(begin)

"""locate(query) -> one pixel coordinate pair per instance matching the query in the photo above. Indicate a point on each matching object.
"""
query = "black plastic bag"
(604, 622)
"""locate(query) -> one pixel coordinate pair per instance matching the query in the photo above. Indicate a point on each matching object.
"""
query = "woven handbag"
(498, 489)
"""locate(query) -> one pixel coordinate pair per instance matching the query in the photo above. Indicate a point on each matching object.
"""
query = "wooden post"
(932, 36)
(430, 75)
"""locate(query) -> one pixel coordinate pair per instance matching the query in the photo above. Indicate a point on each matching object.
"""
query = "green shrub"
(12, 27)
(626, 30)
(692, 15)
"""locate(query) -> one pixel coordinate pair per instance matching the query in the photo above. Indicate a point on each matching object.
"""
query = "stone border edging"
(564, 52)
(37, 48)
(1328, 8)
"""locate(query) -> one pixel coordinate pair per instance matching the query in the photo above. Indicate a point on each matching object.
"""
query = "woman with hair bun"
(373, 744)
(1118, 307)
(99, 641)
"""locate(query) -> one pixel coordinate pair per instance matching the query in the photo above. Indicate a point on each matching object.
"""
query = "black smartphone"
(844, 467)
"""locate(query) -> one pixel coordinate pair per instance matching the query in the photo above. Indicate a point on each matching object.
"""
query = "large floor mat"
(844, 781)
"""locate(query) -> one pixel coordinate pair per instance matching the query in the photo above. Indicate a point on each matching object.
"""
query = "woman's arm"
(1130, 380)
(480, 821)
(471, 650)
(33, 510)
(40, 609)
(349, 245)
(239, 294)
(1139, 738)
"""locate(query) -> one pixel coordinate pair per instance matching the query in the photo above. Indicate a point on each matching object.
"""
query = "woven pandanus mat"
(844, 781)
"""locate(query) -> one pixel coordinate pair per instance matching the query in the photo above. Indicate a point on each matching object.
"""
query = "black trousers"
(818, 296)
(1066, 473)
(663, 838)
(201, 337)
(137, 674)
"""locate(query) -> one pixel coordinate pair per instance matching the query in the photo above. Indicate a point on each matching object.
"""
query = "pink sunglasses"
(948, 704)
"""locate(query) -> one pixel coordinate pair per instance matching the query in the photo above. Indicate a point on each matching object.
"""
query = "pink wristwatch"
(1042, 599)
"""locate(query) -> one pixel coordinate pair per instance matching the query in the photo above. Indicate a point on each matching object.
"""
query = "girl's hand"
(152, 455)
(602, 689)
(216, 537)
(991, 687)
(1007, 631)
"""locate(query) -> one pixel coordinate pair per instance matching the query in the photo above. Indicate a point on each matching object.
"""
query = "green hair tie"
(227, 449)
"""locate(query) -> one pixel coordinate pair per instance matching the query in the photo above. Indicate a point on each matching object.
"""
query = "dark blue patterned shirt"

(end)

## WORK TO BE COMPLETED:
Return every entry exactly as given.

## RESULT FOR THIS EXERCISE:
"""locate(query) -> one pixel coordinate pair per instance matching the query in the photo above. Indicate a point on each matching object.
"""
query = "black plastic bag"
(604, 622)
"""locate(query) -> one pixel coordinate pair per instance matching the query in the photo above. Indicate a point on each matching object.
"""
query = "woven handbag"
(498, 489)
"""locate(query) -> one pixel coordinate pair per instance matching the query in the photo above. Indicate a point on each matching object.
"""
query = "wooden post"
(932, 36)
(430, 75)
"""locate(query) -> one pixel coordinate pair per instance matching the query in the photo above. Indicate a point on each matching object.
"""
query = "green shrub"
(12, 27)
(626, 30)
(692, 15)
"""locate(query) -> one pixel coordinate pair per instance matching the query in the photo above. Indicate a point on each matching object.
"""
query = "stone border edging"
(564, 52)
(37, 48)
(1328, 8)
"""locate(query) -> one pixel coordinate pair per instance matching the query in the photo above. Indicate a point on each matching object.
"""
query = "woman with hair bun"
(373, 744)
(1118, 307)
(99, 641)
"""locate(query) -> one pixel coordinate pair per instance matching the query in the photo above. Indicate a point on each matching object.
"""
query = "black smartphone"
(844, 467)
"""locate(query) -> one pixel coordinate pair per instance matching the query in the photo above. Indicate a point on each matching object.
"""
query = "large floor mat"
(844, 781)
"""locate(query) -> one pixel coordinate pair per instance matching the query in the photo above. Indicate a point on each matching object.
"""
query = "woman's arm"
(1130, 380)
(480, 821)
(471, 650)
(33, 510)
(40, 609)
(349, 245)
(239, 294)
(1139, 738)
"""locate(query) -> one pixel coordinate pair per instance matching the query in the photo above. Indicate a point on each matching object.
"""
query = "woven pandanus mat"
(844, 781)
"""locate(query) -> one pixel coordinate pair per instance matching the query in the photo above. Indicate a point on each matching object.
"""
query = "black trousers"
(818, 296)
(1066, 473)
(663, 838)
(201, 337)
(137, 674)
"""locate(query) -> one pixel coordinate pair per instance matching the query in the photo above. Indicate a point on each matching object.
"""
query = "pink sunglasses"
(948, 704)
"""locate(query) -> one pixel coordinate pair per instance matching the query in the photo above. Indicate a point on each matching object.
"""
query = "pink wristwatch"
(1042, 599)
"""locate(query) -> one pixel coordinate pair per instance matching the query in the photo above. Indicate a point on each matching object.
"""
query = "girl's hand"
(152, 455)
(602, 689)
(216, 537)
(991, 687)
(1007, 631)
"""locate(query) -> one pixel coordinate pair per instance matching the query in the photo above. Indicate a point on each matching object.
"""
query = "green hair tie"
(227, 449)
"""locate(query) -> one pixel coordinate pair per instance matching the query in the photo above. Indicate a point on each matching object.
"""
query = "dark blue patterned shirt"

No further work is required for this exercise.